----- Input data

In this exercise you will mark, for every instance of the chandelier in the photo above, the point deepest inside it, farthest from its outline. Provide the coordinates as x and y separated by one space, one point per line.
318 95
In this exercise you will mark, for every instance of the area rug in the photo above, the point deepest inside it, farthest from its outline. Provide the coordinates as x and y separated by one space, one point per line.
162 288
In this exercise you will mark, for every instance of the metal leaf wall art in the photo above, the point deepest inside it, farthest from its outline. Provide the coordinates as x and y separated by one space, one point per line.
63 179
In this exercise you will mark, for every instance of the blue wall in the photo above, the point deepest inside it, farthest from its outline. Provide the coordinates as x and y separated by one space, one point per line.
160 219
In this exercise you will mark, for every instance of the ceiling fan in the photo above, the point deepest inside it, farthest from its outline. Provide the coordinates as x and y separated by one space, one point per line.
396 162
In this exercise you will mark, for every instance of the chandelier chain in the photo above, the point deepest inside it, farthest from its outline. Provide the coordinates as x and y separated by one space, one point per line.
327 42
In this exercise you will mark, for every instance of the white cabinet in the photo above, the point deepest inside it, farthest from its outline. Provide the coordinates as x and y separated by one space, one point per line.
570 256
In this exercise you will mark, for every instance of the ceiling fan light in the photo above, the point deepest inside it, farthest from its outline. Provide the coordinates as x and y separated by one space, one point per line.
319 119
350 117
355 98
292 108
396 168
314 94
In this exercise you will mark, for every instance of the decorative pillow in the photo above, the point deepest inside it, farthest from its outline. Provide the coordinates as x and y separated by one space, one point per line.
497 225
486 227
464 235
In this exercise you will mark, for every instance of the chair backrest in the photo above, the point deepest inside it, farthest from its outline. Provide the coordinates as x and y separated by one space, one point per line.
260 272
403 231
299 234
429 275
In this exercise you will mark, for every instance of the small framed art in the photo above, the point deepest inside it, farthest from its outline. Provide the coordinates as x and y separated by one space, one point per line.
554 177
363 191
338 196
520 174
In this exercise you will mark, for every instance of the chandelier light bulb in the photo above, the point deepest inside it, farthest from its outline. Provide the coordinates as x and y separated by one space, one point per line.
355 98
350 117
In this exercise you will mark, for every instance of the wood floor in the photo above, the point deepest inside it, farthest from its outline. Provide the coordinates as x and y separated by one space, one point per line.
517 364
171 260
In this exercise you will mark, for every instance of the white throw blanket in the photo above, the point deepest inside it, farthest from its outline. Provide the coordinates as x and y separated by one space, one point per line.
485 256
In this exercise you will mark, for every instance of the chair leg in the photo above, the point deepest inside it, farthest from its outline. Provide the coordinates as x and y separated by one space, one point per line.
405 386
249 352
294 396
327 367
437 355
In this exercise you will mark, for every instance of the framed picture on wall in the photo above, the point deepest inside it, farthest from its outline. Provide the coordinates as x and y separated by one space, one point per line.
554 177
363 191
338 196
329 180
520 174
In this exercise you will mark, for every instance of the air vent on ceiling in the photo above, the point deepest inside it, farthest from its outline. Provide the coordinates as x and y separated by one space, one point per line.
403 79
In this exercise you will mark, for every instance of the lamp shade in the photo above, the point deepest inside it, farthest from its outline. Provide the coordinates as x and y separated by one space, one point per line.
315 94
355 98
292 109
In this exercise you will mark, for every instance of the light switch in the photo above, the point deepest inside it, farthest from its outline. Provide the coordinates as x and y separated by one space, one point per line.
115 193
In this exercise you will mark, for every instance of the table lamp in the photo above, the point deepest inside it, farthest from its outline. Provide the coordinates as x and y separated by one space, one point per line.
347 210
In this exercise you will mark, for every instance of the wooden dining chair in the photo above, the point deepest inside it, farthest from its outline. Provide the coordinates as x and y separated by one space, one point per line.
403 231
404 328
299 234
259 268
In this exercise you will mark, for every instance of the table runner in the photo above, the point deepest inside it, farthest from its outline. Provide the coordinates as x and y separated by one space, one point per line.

----------

* Required action *
The answer should consist of every entry, repeated word for word.

* Exercise answer *
In this exercise you will mark, for every instance of the chandelier in the photo above, the point deepest inside it, farthest from its outline. Provide the coordinates as x and y separated by one space, one point per line.
318 95
In this exercise you will mark, for every instance of the area rug in the photo above, the point deepest inside it, farthest from its outline. Provide the coordinates as x and y separated by one space, one point per line.
162 288
In this exercise you will mark, for every instance of the metal leaf wall art in the photo above, the point deepest inside it, farthest from its outline. Provide the coordinates as x and y separated by one space, one point per line.
63 179
In this exercise you will mark, for every instance of the blue wall in the photo above, the point deepest inside it, farthest from its outline. Provide the coordinates as x and y separated by one space, one point per line.
160 219
In this exercise you will mark, for every instance of the ceiling fan in the photo above, the point deepest inside it, farthest from its outline. Provide the coordinates as x and y separated by one space, one point per line.
396 162
In this exercise you will mark, for every instance of the chandelier chain in the photo above, the point deepest inside it, farthest from its outline. Provide the coordinates as x and y separated by one space, one point per line.
327 42
In this exercise you will mark, for every instance of the white cabinet in the photo above, the point deepest inside it, farthest from its outline. Provide the coordinates as x and y separated by one space, one point per line.
570 256
In this exercise you will mark, for every instance of the ceiling fan light in the photo above, the point deepest inside it, farthest from its outline. Provide the coordinates as x and y separated by one space, one point per line.
319 119
350 117
355 98
292 108
396 168
314 94
In this exercise you will mark, for every instance of the decorative pillow in the photo above, the point deepest inside it, farthest from its outline. Provide the coordinates as x and y separated by one space, one point per line.
497 225
486 227
464 235
In this exercise you will mark, for every instance of the chair backrest in the photo above, the point deepest inside it, farthest from its outline. Provide the coordinates as x and y separated by one space, one point per line.
260 272
403 231
299 234
429 275
In this exercise you will mark, for every instance of the small framed art in the photo above, the point deepest inside it, farthest from its outline. Provide the coordinates as x and y separated by one space, one point per line.
554 177
363 191
338 196
520 174
In this exercise you will mark, for every instance of the chandelier light bulb in the photo above, the point deepest inside it, farthest from its outline. Provide the coordinates as x and y separated by one space, one point per line.
355 98
350 117
In this exercise you will mark, for every instance of the wood floor in the photo above, the point deepest inside it, farthest from its outline. Provide the coordinates as x and y separated by one space, one point per line.
517 364
171 260
In this exercise you will mark, for every instance of the white throw blanket in the photo above, the point deepest inside it, farthest from its outline. Provide the coordinates as x and y separated by one space, one point per line.
485 256
In this exercise you will mark, for every instance of the chair leg in the photo above, the point deepest inside it, farthest from its outline. Provide the coordinates as x and y separated by one space, one point per line.
405 386
249 352
294 396
327 367
437 355
In this exercise you will mark, for every instance of the framed picture on wall in the photo above, the point deepest inside it, farthest from its outline. Provide the coordinates as x and y separated by one space, one point per line.
554 177
363 191
338 196
329 180
520 174
In this exercise you will mark, for every instance of the air vent on ceiling in the photo above, the point deepest inside it, farthest from its outline. Provide the coordinates as x and y separated by one space, one point per line.
403 79
In this exercise you will mark, for every instance of the lamp shade in the photo above, the point deepest inside it, farthest from its outline. Provide the coordinates as x and y separated by one space, one point per line.
315 94
355 98
292 109
In this exercise you will mark, for every instance of the light switch in the photo above, the point deepest inside it, farthest from its outline. Provide the coordinates as x and y separated by one space, one point per line.
115 193
In this exercise you will mark, for every instance of the table lamp in the photo above, the point deepest inside it, farthest from its outline. Provide the coordinates as x and y separated by one space, one point per line.
347 210
In this exercise you will mark, for every instance of the wooden dining chair in the photo above, the point deepest inside it, farthest from its outline. Provide the coordinates as x and y separated by one space, one point per line.
403 231
404 328
299 234
259 268
In this exercise you will mark, for every instance of the table runner in the photo above, the point deepest inside it, farthest from its outline. Provide the coordinates as x and y separated by one space, one point per line.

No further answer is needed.